**Text extract**
◇ ◇ ◇ ◇ ◇ ◇ ◇

To do: Turn in the solution in the files trie.mli and trie.ml.

Part 3 : T9 (35 points)

T9 is a technology used on many mobile phones to make typing text messages easier. The idea is simple - each number of the phone's keypad corresponds to 3-4 letters of the alphabet. To type a word like "TEST", you type the keys 8-3-7-8 corresponding to these letters. The phone then searches an internal dictionary for any possible words of the form {TUV}-{DEF}-{PQRS}-{TUV}, of which "TEST" is the most common (or only) word. Most phones use additional intelligence to improve performance of this basic algorithm. For example, many phones will notice when you type in a word that is not in its dictionary, and will add that word. Others keep track of the frequency of certain words and favor those words over other words that have the same sequence of keypresses.

Your Task

Your task in this problem set is to implement a basic T9 algorithm. It will be particularly imporant in this exercise to choose data-structures that are well-suited to the following features that we are asking you to implement.

This T9 algorithm will have a word count associated with each of the words in its internal dictionary. When words are suggested, words that are used more often are suggested before rarer words that may fit the entered keystrokes, but are less common. Likewise, when a candidate word is selected, this internal word count must be increased.

The T9 module also behaves much like a state machine. At any point in time, it will have processed a certain set of keystrokes. If a new keystroke is entered by calling enter_digit, the returned T9 object should have its internal state updated to reflect this. Likewise, when suggest_next_word is called, the returned object should keep track of this fact and suggest a different word when this function is called a second time on the new T9 object.

◇ ◇ ◇ ◇ ◇ ◇ ◇

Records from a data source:
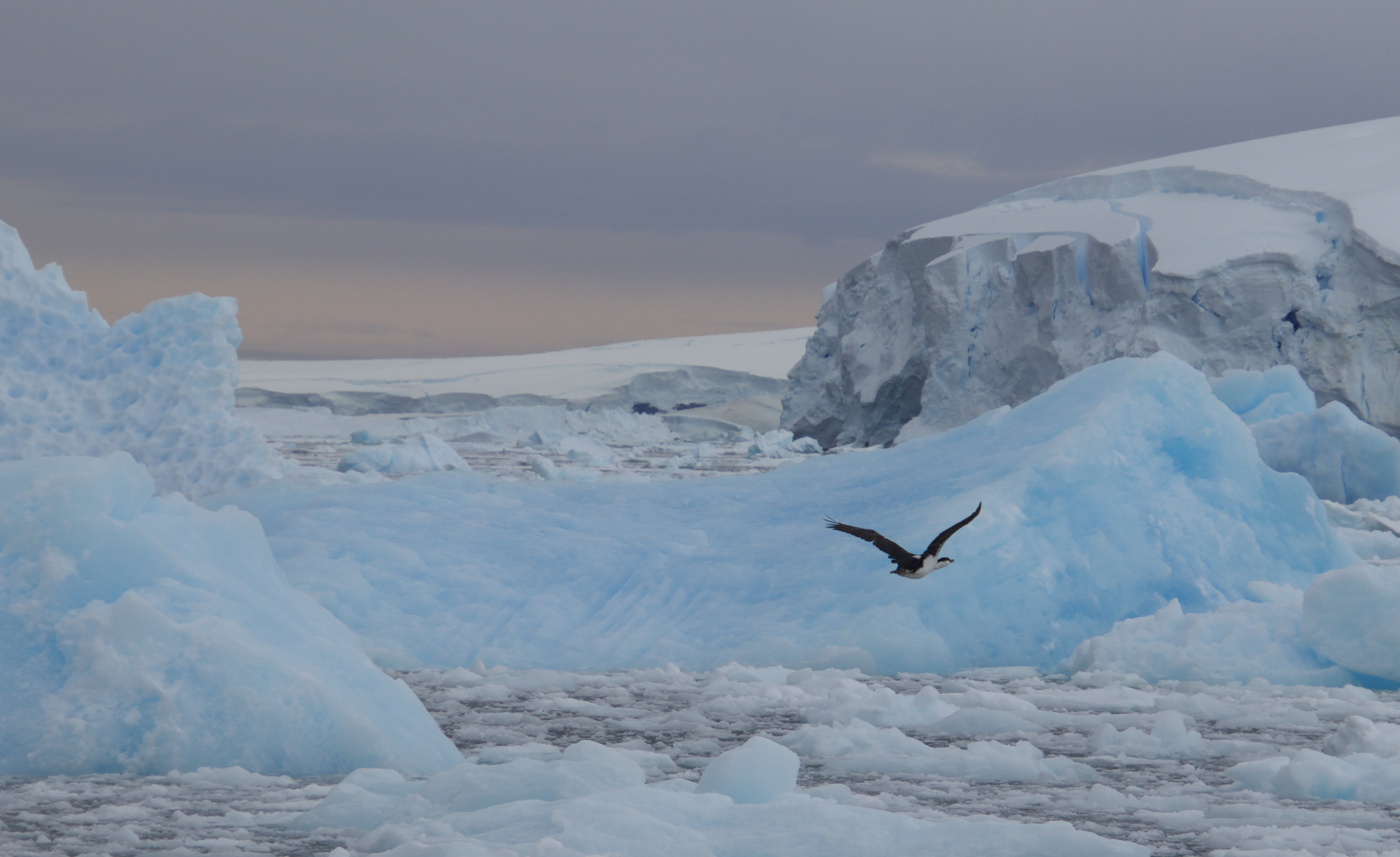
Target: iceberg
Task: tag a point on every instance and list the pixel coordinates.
(159, 384)
(1247, 257)
(1115, 492)
(143, 635)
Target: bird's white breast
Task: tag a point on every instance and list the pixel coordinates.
(927, 566)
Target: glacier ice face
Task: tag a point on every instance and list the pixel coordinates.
(146, 634)
(157, 384)
(1105, 498)
(1189, 255)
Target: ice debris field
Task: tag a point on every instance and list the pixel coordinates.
(584, 603)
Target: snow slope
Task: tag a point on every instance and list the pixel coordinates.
(1108, 496)
(157, 384)
(1279, 251)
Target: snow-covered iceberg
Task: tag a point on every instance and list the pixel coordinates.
(1284, 250)
(1342, 457)
(1118, 490)
(157, 384)
(146, 634)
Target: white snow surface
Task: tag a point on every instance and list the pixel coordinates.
(572, 374)
(418, 453)
(159, 384)
(1111, 495)
(1277, 251)
(146, 634)
(558, 762)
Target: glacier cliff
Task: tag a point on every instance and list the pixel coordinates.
(1259, 254)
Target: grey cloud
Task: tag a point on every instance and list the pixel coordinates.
(815, 120)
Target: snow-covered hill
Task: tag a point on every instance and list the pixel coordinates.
(1251, 255)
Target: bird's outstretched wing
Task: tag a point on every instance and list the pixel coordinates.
(939, 543)
(894, 551)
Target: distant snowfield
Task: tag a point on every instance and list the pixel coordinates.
(573, 374)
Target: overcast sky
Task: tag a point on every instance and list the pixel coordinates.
(384, 180)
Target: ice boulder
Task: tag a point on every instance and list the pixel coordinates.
(754, 774)
(157, 384)
(1265, 395)
(1312, 775)
(411, 454)
(1361, 736)
(1276, 251)
(1104, 499)
(1353, 617)
(1342, 457)
(145, 634)
(1237, 642)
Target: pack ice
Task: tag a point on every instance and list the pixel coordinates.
(1111, 495)
(1276, 251)
(159, 384)
(594, 800)
(146, 634)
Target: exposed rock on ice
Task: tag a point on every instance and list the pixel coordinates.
(145, 635)
(157, 384)
(1276, 251)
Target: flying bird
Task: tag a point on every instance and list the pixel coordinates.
(908, 565)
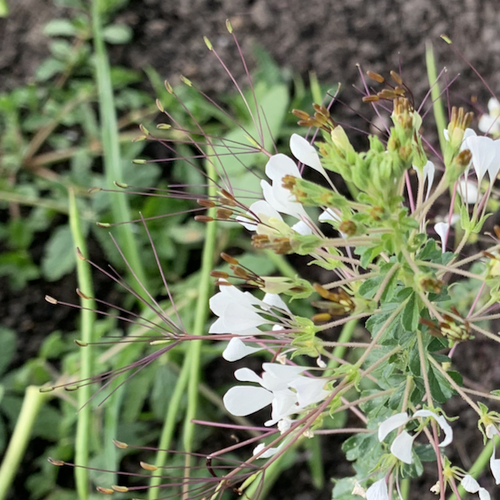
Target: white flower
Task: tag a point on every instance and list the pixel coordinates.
(240, 312)
(282, 386)
(402, 445)
(378, 491)
(306, 154)
(441, 229)
(468, 191)
(485, 156)
(490, 123)
(470, 485)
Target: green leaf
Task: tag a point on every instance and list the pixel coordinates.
(118, 34)
(411, 313)
(59, 257)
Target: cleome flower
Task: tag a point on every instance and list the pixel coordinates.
(401, 447)
(281, 386)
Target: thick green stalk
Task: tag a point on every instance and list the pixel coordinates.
(111, 149)
(83, 425)
(201, 315)
(33, 401)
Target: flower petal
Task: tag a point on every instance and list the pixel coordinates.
(469, 484)
(495, 467)
(306, 153)
(236, 350)
(244, 400)
(401, 447)
(378, 491)
(391, 423)
(484, 494)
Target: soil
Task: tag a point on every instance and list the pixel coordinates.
(329, 37)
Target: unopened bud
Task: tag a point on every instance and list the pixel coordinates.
(229, 259)
(375, 76)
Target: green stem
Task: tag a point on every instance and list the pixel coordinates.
(111, 148)
(33, 401)
(437, 103)
(193, 359)
(83, 428)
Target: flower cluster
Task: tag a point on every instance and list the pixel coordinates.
(378, 336)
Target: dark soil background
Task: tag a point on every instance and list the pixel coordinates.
(326, 36)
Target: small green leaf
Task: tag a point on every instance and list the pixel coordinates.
(411, 313)
(117, 34)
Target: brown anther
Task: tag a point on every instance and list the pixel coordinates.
(240, 272)
(53, 461)
(321, 110)
(51, 300)
(82, 295)
(300, 114)
(464, 157)
(289, 181)
(224, 213)
(79, 254)
(120, 489)
(104, 491)
(203, 218)
(223, 283)
(205, 203)
(323, 292)
(229, 259)
(375, 76)
(227, 195)
(348, 227)
(219, 274)
(396, 77)
(387, 94)
(321, 318)
(147, 466)
(371, 98)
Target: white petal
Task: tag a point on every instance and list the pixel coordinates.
(495, 467)
(329, 214)
(280, 165)
(268, 453)
(244, 400)
(469, 484)
(306, 153)
(236, 350)
(391, 423)
(274, 300)
(429, 170)
(484, 494)
(309, 390)
(468, 191)
(378, 491)
(441, 421)
(483, 153)
(302, 228)
(441, 229)
(247, 375)
(401, 447)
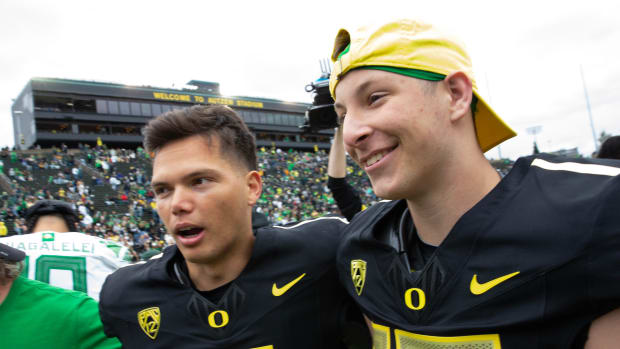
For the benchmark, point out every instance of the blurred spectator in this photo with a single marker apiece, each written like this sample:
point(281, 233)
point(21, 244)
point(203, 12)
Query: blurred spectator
point(610, 149)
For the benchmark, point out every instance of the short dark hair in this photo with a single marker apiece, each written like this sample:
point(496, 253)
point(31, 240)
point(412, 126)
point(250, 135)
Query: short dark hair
point(58, 208)
point(610, 148)
point(206, 121)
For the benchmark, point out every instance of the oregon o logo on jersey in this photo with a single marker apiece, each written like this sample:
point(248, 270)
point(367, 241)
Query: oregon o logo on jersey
point(409, 300)
point(149, 320)
point(223, 319)
point(358, 274)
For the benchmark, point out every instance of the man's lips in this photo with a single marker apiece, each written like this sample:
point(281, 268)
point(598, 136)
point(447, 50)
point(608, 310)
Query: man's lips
point(188, 234)
point(190, 237)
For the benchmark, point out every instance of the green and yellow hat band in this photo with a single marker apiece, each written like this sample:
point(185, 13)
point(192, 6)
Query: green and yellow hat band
point(418, 50)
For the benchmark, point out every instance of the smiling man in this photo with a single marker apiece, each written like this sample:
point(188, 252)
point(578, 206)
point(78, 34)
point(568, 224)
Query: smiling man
point(462, 258)
point(223, 285)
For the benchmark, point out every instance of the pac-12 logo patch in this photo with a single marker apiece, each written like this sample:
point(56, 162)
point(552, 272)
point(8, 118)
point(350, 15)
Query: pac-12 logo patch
point(149, 320)
point(358, 274)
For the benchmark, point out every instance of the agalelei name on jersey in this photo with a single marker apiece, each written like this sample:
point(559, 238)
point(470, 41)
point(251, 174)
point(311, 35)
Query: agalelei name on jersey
point(80, 247)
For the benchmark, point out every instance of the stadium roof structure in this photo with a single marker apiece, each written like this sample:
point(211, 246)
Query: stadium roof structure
point(50, 111)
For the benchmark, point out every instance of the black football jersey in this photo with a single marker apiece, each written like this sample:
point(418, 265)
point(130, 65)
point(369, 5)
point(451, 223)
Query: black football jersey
point(529, 266)
point(288, 296)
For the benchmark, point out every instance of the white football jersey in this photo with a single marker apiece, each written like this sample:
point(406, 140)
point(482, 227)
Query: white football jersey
point(74, 261)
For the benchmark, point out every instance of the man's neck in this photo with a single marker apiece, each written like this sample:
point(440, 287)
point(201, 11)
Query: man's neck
point(211, 275)
point(5, 289)
point(435, 214)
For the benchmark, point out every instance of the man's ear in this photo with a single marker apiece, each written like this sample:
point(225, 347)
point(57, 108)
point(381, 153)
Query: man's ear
point(255, 187)
point(460, 90)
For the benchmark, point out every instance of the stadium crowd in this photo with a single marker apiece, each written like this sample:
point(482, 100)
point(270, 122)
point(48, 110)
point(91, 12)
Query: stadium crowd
point(110, 188)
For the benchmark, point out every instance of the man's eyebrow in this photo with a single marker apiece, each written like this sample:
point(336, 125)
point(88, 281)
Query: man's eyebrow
point(202, 172)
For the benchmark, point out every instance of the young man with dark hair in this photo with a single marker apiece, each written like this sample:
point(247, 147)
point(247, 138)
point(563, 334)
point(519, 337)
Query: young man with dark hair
point(463, 258)
point(223, 285)
point(36, 315)
point(610, 149)
point(61, 256)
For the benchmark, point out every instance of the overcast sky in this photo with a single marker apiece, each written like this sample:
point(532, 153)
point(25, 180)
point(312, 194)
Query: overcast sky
point(527, 54)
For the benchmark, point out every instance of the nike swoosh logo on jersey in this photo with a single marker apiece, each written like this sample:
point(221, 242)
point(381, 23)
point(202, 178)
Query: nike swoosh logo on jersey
point(478, 289)
point(278, 291)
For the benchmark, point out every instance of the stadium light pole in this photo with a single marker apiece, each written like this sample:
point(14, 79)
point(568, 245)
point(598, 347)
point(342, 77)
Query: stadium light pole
point(585, 90)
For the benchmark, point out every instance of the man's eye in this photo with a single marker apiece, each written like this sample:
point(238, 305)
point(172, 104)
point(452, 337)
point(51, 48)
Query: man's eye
point(160, 191)
point(202, 180)
point(375, 97)
point(341, 119)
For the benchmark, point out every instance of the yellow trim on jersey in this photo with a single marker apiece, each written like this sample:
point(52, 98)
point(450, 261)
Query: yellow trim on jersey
point(408, 340)
point(380, 337)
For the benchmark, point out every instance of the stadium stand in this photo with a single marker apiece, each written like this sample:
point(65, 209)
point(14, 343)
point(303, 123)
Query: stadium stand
point(111, 189)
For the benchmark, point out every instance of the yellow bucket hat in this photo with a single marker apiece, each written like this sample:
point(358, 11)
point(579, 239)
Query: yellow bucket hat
point(416, 49)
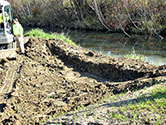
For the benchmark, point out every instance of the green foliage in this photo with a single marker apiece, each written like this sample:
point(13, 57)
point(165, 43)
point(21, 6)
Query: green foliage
point(155, 105)
point(41, 34)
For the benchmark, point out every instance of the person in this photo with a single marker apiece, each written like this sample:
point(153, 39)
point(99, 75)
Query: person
point(18, 33)
point(1, 19)
point(1, 16)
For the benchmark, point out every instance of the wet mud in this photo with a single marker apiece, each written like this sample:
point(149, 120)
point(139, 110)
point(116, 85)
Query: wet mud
point(53, 77)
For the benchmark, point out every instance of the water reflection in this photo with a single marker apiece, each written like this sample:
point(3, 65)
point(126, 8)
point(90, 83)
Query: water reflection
point(117, 45)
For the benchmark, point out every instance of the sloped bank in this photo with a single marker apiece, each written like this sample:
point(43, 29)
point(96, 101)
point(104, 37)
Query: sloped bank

◇ ◇ ◇ ◇ ◇ ◇ ◇

Finish out the T9 problem set text by continuing it from the point where it stops. These records have no connection to the text.

**Solved exercise**
In the file t9.ml, you will need to implement the following functions:

(* An empty T9 object, at the initial state of no characters entered. *)
val empty : t9

(* update t9 w adds w to the T9 object if it does not exist, or increments
 * the count by one if it does. *)
val update_word : t9 -> string -> t9

(* enter_digit t9 n attempts to return a T9 object in a new state, with
 * the digit n typed.  If no words can be formed after adding this new digit,
 * the input T9 object should be returned unchanged. *)
val enter_digit : t9 -> int -> t9

(* suggest_next_word t9 returns the next candidate word for completion at the
 * current state of the input T9 word set, as well as a T9 object with the
 * state updated to reflect this. *)
val suggest_next_word : t9 -> string option * t9

(* choose_word t9 confirms the selection of the current word, incrementing
 * the frequency count and restarting the selection process *)
val choose_word : t9 -> t9

The specifications for these functions is given in the included .mli file, which you should not modify. Your first task is to determine an appropriate type for the T9 object. Remember that you must maintain an efficient dictionary data structure as well as an internal state that allows keystroke-by-keystroke traversal of that dictionary. Be sure to think about how to implement all of the above functionality given your choice of data structure, before you write too much code.

We will also provide you a file dictionary.txt that contains all of the words we want you to search for. You will need to complete the module dictionary.ml in which you read the dictionary into a new T9 object. The capitalization of the words of the dictionary should be maintained.

To read in the dictionary, you will need to use file I/O. A nice tutorial on reading and writing files can be found here. You can also check out the OCaml documentation here. All of the provided files can be found on CMS.

Good luck and get started early! Please use the newsgroup or come to office hours if you have any questions.

To do: Turn in the solution in the files t9.ml and dictionary.ml.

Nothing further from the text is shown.